**Description of the task:**
Restate the records that follow word for word; no pictures should appear.

**Dataset records:**
<<<<

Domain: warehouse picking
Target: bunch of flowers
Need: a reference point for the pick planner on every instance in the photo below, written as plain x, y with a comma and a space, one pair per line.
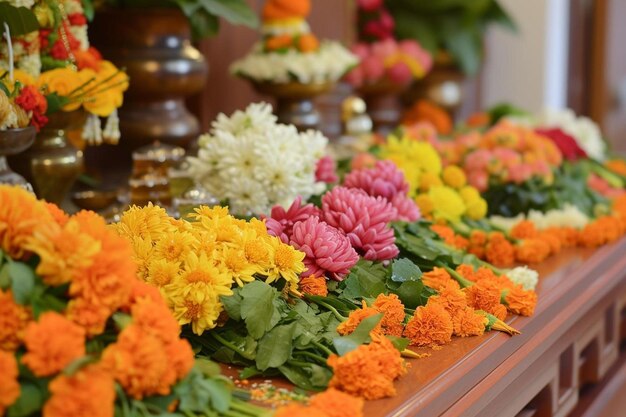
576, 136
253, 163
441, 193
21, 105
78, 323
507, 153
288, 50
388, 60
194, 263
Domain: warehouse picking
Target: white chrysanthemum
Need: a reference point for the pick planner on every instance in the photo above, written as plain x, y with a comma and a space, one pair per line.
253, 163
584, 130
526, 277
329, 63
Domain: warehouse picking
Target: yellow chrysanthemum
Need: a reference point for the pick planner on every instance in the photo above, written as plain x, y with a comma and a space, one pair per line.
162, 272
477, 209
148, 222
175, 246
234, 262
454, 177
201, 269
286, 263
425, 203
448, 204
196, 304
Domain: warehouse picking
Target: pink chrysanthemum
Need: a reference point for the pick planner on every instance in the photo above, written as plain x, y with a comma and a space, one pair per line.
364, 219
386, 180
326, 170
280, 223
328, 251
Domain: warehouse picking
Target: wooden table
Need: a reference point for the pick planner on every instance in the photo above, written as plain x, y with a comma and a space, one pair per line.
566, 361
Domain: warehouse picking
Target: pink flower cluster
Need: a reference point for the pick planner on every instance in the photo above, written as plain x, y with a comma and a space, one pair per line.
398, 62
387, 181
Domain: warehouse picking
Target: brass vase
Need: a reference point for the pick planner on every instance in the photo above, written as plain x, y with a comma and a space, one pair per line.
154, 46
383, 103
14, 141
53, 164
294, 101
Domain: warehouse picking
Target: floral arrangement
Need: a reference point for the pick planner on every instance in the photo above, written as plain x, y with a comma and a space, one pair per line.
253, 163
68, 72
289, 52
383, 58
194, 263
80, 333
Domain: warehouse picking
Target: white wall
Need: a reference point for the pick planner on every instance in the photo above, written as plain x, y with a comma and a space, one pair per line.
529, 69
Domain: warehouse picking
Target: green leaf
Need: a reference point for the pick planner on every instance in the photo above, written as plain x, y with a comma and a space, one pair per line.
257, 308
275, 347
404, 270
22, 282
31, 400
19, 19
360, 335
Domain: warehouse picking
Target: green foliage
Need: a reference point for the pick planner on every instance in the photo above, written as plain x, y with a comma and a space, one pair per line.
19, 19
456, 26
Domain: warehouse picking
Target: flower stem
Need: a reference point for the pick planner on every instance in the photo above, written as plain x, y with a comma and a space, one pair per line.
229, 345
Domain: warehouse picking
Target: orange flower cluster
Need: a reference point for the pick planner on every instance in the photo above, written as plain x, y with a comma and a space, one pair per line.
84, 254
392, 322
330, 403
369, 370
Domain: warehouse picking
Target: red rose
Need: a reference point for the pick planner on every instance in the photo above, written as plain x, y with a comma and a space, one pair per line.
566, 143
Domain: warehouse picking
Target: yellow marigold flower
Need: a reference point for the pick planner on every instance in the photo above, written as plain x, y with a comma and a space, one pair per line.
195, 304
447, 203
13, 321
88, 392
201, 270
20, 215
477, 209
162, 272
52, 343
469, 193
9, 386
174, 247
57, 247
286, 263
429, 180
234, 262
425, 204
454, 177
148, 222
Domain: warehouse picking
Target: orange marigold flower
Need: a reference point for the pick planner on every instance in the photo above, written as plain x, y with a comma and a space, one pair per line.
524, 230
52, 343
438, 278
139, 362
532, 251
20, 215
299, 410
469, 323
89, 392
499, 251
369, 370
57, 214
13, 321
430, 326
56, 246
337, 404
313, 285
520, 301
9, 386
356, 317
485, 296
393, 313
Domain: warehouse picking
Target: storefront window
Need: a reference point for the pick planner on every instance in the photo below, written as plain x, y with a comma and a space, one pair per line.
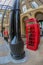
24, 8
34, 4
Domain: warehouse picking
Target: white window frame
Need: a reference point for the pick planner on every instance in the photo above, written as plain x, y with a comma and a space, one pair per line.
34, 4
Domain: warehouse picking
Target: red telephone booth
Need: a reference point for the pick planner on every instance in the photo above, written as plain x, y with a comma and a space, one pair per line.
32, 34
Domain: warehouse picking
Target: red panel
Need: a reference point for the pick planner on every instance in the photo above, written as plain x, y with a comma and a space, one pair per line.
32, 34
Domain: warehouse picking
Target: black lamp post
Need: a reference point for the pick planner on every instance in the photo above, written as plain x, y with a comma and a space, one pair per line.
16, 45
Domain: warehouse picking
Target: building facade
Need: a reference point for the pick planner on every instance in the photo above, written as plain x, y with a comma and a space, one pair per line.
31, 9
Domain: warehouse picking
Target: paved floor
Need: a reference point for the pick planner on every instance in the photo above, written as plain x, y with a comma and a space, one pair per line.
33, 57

>>>>

**The response:**
Domain: warehouse picking
Target: bunch of flowers
Need: a reference point for the pick planner on every instance in the photo below, written as plain x, y with a comma and a space, one pair per line.
576, 136
253, 163
441, 193
21, 105
78, 323
507, 153
288, 50
388, 60
194, 263
Domain: warehouse picking
Target: white chrysanthemum
Need: a reference point for the pick planner on every instance in the photo above, written as plain x, y with a comma and a space, one pair per line.
253, 163
584, 130
526, 277
329, 63
Domain: warehouse picking
Target: yellow chrysanthemum
Need: a reference point for the pick planner on every instance in the photo above, written as plain x, y with a comma and a space, one pair per line.
162, 272
477, 209
148, 222
175, 246
234, 262
454, 177
201, 269
286, 263
425, 203
448, 204
196, 304
Domain: warehouse picking
Target: pink chrysanthemum
Need: a reference point for the pick planner on every instance in the photo above, written as plain x, y with a comma and a space, one pair per line.
364, 219
386, 180
326, 170
280, 223
328, 251
Domain: warehouse picking
Target: wooden table
Need: a reference point for the pick planner on every instance in the photo above, written as plain x, y with a comma and a space, one pair per line.
566, 361
Domain: warehouse picking
Target: pink flower cluster
Need: a reference point for the pick planner on every instance in the photo above, written as plain x, y with a comma and a space, one pair per line.
398, 62
387, 181
Domain: warehouse picking
Target: brass vase
Need: a reference point for the pick planner on every instance in the photo above, written as plain x, y with a comma and a space, one pair per line.
154, 46
383, 103
14, 141
53, 164
294, 101
Domain: warehouse picking
Target: floral arrangement
Need: a reference point for the pick planner on every instance in the photo above, written as plain x, y with a comma and a space, one pair per line.
253, 163
68, 72
289, 52
383, 58
194, 263
80, 333
Domain: warehouse picking
Target: white wall
Need: a reference point for the pick planner on every instance in the photo above, written as plain x, y with a comma and a space, one pair per line.
529, 69
Domain: warehouse picking
Target: green leaf
Need: a reference point for the pick planner on every instance in the photo above, written as plain x, y with a comma and a space, one pair per line.
257, 308
275, 347
404, 270
22, 282
31, 400
19, 19
360, 335
Domain: warehouse picking
Target: green foliage
Need: a reference point for the pick planner on every instance in the photo above, written as plain x, y with a comma and a space, one pair per line.
19, 19
456, 26
Domain: warehouse picking
Target: flower stem
Need: a reference point for the pick planner on every instance in the photo above, written as plain x, y with a comma and a space, one pair per line.
229, 345
Domain: warehouse picking
Target: orange flower cluster
Need: a reference point for the pick planner on every instance in the photo above, written as plain x, y with a comma and a space, one pair per line.
84, 254
392, 322
330, 403
369, 370
Domain: warehouse picking
Target: red rose
Need: a reference point for the pick planner on every instance in the photo above, written as plain x, y with a comma and a space, one pair per line.
566, 143
Domain: warehouse picking
Target: yellow marigold flower
Need: a reference point for the pick planner on every instance in the photo above, written as plain x, y with a comma and a space, one pair per line.
195, 304
447, 203
13, 321
88, 392
201, 270
20, 215
477, 209
162, 272
52, 343
469, 193
9, 386
174, 247
57, 247
286, 263
429, 180
234, 262
425, 204
454, 177
148, 222
Domain: warehouse picking
Target: orange marigold flower
Need: a reference point for the pick planner on every instance in the photo above, written as plain x, y with a comma and a space, one pair per line.
524, 230
52, 343
438, 278
139, 362
532, 251
20, 215
299, 410
469, 323
89, 392
499, 251
369, 370
57, 214
13, 321
430, 326
56, 246
337, 404
313, 285
520, 301
9, 386
356, 317
485, 296
393, 313
Domain: warehouse picking
Target: storefront window
Need: a reference point for the pick planner on every instance in the photo below, written as plain x, y with a comma and a space, one pair per line.
24, 8
34, 4
Domain: warehouse picking
Target: white window frame
Need: a reference point for the pick planner on every instance in the photo above, written as plain x, y with a comma and a space, one pair per line.
34, 4
Domain: warehouse picking
Target: red telephone booth
Need: a reference point for the pick planner on every instance in the photo above, written as plain x, y with a comma and a space, one pair per line.
32, 34
Domain: warehouse picking
Target: red panel
Need: a reference point for the pick planner on every instance in the photo above, written as plain x, y with a comma and a space, one pair per line.
32, 34
Domain: warehouse picking
Target: black lamp post
Need: a reference point for the pick planner on every instance in the photo above, written as plain x, y with a comma and a space, one pair per line.
16, 45
Domain: warehouse picking
Target: building facade
Need: a reference point for the pick planner on every instance in the photo above, written as plain x, y with a comma and a space, one pair per line.
31, 9
Domain: warehouse picking
Target: paved floor
Need: a reference point for the pick planner on every instance in the photo above, written as plain x, y with a comma and a space, one pair per line.
33, 57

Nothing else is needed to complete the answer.